==== Recorded data

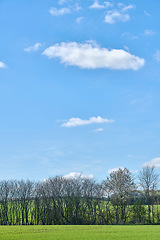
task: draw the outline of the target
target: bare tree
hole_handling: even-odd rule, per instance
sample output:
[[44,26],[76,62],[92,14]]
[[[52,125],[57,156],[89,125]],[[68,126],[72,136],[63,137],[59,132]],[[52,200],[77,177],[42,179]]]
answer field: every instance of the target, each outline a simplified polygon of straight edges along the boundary
[[130,196],[136,190],[131,172],[127,168],[119,168],[117,171],[111,172],[105,181],[105,189],[112,204],[116,207],[116,222],[119,222],[120,215],[122,223],[125,223],[126,206]]
[[[152,205],[152,215],[153,212],[153,196],[158,185],[158,174],[154,166],[146,166],[139,172],[138,179],[139,184],[143,188],[146,196],[146,202],[148,205],[148,219],[151,222],[151,207]],[[154,222],[154,217],[153,217]]]

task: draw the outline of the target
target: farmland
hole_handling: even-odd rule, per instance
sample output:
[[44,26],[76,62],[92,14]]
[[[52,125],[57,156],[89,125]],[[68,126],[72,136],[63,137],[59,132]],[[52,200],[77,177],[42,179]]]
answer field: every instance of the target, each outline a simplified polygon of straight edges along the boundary
[[159,226],[1,226],[1,240],[158,240]]

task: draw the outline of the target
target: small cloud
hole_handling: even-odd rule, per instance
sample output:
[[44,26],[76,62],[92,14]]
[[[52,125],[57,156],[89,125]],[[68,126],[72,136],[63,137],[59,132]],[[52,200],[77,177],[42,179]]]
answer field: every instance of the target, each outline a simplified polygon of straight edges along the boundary
[[114,24],[117,21],[120,22],[127,22],[130,20],[130,15],[129,14],[124,14],[121,13],[117,10],[114,11],[108,11],[106,16],[105,16],[105,22],[109,24]]
[[124,46],[124,49],[125,49],[127,52],[129,52],[129,47]]
[[63,123],[61,127],[77,127],[90,125],[92,123],[110,123],[114,122],[114,120],[108,120],[107,118],[102,117],[91,117],[89,120],[83,120],[81,118],[70,118],[66,123]]
[[118,7],[121,8],[121,11],[122,11],[122,12],[126,12],[126,11],[128,11],[128,10],[130,10],[130,9],[135,8],[135,6],[132,5],[132,4],[129,4],[129,5],[127,6],[127,5],[123,4],[123,3],[119,3],[119,4],[118,4]]
[[118,171],[119,168],[121,168],[122,170],[124,170],[124,167],[112,168],[112,169],[109,169],[109,170],[107,171],[107,173],[110,174],[110,173],[112,173],[112,172],[116,172],[116,171]]
[[41,46],[42,46],[41,43],[36,43],[34,46],[24,48],[24,51],[25,52],[35,52],[35,51],[38,51]]
[[160,50],[157,50],[156,53],[153,55],[153,58],[157,61],[160,62]]
[[147,17],[151,17],[151,14],[148,13],[146,10],[144,10],[144,14],[145,14]]
[[118,70],[138,70],[145,60],[121,49],[101,48],[94,41],[85,43],[62,42],[55,44],[42,53],[48,58],[59,58],[61,63],[82,69],[109,68]]
[[103,132],[104,131],[104,128],[97,128],[95,130],[93,130],[93,132]]
[[146,30],[144,30],[144,34],[146,36],[152,36],[152,35],[156,34],[156,32],[153,32],[151,29],[146,29]]
[[57,8],[51,7],[49,10],[49,13],[53,16],[62,16],[62,15],[71,13],[71,10],[69,8],[57,9]]
[[64,4],[64,3],[66,3],[66,2],[67,2],[67,0],[59,0],[59,1],[58,1],[58,4],[59,4],[59,5],[62,5],[62,4]]
[[112,4],[109,3],[109,2],[104,2],[104,5],[102,5],[102,4],[99,4],[98,0],[95,0],[94,3],[89,8],[91,8],[91,9],[104,9],[104,8],[108,8],[110,6],[112,6]]
[[83,17],[78,17],[76,18],[76,23],[80,24],[83,20]]
[[6,67],[7,67],[6,64],[0,61],[0,68],[6,68]]
[[77,172],[71,172],[69,173],[68,175],[65,175],[64,178],[86,178],[86,179],[92,179],[93,178],[93,175],[90,174],[90,175],[83,175],[81,173],[77,173]]
[[80,10],[82,9],[82,7],[79,6],[78,3],[76,3],[75,6],[73,7],[73,9],[74,9],[75,11],[80,11]]
[[95,0],[94,3],[89,7],[91,9],[104,9],[104,8],[109,8],[112,7],[113,4],[110,2],[104,2],[104,4],[99,4],[98,0]]
[[114,9],[108,11],[105,16],[105,22],[109,24],[114,24],[115,22],[127,22],[130,20],[130,15],[126,13],[128,10],[133,9],[134,5],[125,5],[123,3],[118,3],[119,9]]
[[160,157],[154,158],[150,160],[149,162],[146,162],[143,164],[143,167],[150,166],[150,167],[155,167],[155,168],[160,168]]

========

#### Problem:
Copy the listing above verbatim, line for line, and leave out the pictures.

#### Written response:
task: draw the outline of the target
target: bare tree
hole_handling: even-odd rule, per instance
sample output:
[[44,26],[76,62],[92,14]]
[[[52,125],[57,156],[89,125]],[[68,126],[72,136],[63,137],[59,132]],[[52,200],[77,177],[42,179]]]
answer field: every instance of the target, each outline a simplified polygon of straight edges along the boundary
[[130,196],[136,190],[131,172],[127,168],[119,168],[117,171],[111,172],[105,181],[105,189],[112,204],[116,207],[116,222],[119,222],[120,215],[122,223],[125,223],[126,206]]
[[[152,205],[152,215],[153,212],[153,196],[158,185],[158,174],[154,166],[146,166],[139,172],[138,179],[139,184],[143,188],[146,196],[146,202],[148,205],[148,219],[151,222],[151,207]],[[154,222],[154,217],[153,217]]]

task: draw the outline of the target
target: farmland
hole_handling: even-odd rule, per instance
sample output:
[[44,26],[76,62],[92,14]]
[[[52,125],[57,156],[89,125]],[[68,126],[72,136],[63,137],[59,132]],[[52,200],[77,177],[42,179]]]
answer field: every instance of the target, each outline a simplified polygon of straight edges along the boundary
[[159,226],[1,226],[1,240],[158,240]]

task: draw the outline of the target
target: small cloud
hole_handling: even-odd rule, per instance
sample output:
[[44,26],[76,62],[92,14]]
[[[52,125],[57,156],[89,125]],[[68,126],[72,136],[63,137],[59,132]],[[52,200],[77,177],[42,179]]]
answer field: every instance of the target, each outline a simplified polygon of straight edges along the boundary
[[114,24],[117,21],[120,22],[127,22],[130,20],[130,15],[129,14],[124,14],[121,13],[117,10],[114,11],[108,11],[106,16],[105,16],[105,22],[109,24]]
[[124,46],[124,49],[125,49],[127,52],[129,52],[129,47]]
[[63,123],[61,127],[77,127],[90,125],[92,123],[110,123],[114,122],[114,120],[108,120],[107,118],[102,117],[91,117],[89,120],[83,120],[81,118],[70,118],[66,123]]
[[118,7],[121,8],[121,11],[122,11],[122,12],[126,12],[126,11],[128,11],[128,10],[130,10],[130,9],[135,8],[135,6],[132,5],[132,4],[129,4],[129,5],[127,6],[127,5],[123,4],[123,3],[119,3],[119,4],[118,4]]
[[118,171],[119,168],[121,168],[122,170],[124,170],[124,167],[112,168],[112,169],[109,169],[109,170],[107,171],[107,173],[110,174],[110,173],[112,173],[112,172],[116,172],[116,171]]
[[41,46],[42,46],[41,43],[36,43],[34,46],[24,48],[24,51],[25,52],[35,52],[35,51],[38,51]]
[[160,50],[157,50],[156,53],[153,55],[153,58],[157,61],[160,62]]
[[147,17],[151,17],[151,14],[148,13],[146,10],[144,10],[144,14],[145,14]]
[[118,70],[138,70],[145,60],[121,49],[101,48],[94,41],[85,43],[62,42],[55,44],[42,53],[48,58],[59,58],[61,63],[82,69],[109,68]]
[[103,132],[104,131],[104,128],[97,128],[95,130],[93,130],[93,132]]
[[146,30],[144,30],[144,34],[146,36],[152,36],[152,35],[156,34],[156,32],[153,32],[151,29],[146,29]]
[[57,8],[51,7],[49,10],[49,13],[53,16],[62,16],[62,15],[71,13],[71,10],[69,8],[57,9]]
[[64,4],[64,3],[66,3],[66,2],[67,2],[67,0],[59,0],[59,1],[58,1],[58,4],[59,4],[59,5],[62,5],[62,4]]
[[112,4],[109,3],[109,2],[104,2],[104,5],[102,5],[102,4],[99,4],[98,0],[95,0],[94,3],[89,8],[91,8],[91,9],[104,9],[104,8],[108,8],[110,6],[112,6]]
[[83,17],[78,17],[76,18],[76,23],[80,24],[83,20]]
[[6,67],[7,67],[6,64],[0,61],[0,68],[6,68]]
[[77,172],[71,172],[69,173],[68,175],[65,175],[64,178],[86,178],[86,179],[92,179],[93,178],[93,175],[90,174],[90,175],[83,175],[81,173],[77,173]]
[[80,10],[82,9],[82,7],[79,6],[78,3],[76,3],[75,6],[73,7],[73,9],[74,9],[75,11],[80,11]]
[[95,0],[94,3],[89,7],[91,9],[104,9],[104,8],[109,8],[112,7],[113,4],[110,2],[104,2],[104,4],[99,4],[98,0]]
[[114,9],[108,11],[105,16],[105,22],[109,24],[114,24],[115,22],[127,22],[130,20],[130,15],[126,13],[128,10],[133,9],[134,5],[125,5],[123,3],[118,3],[119,9]]
[[160,157],[154,158],[150,160],[149,162],[146,162],[143,164],[143,167],[150,166],[150,167],[155,167],[155,168],[160,168]]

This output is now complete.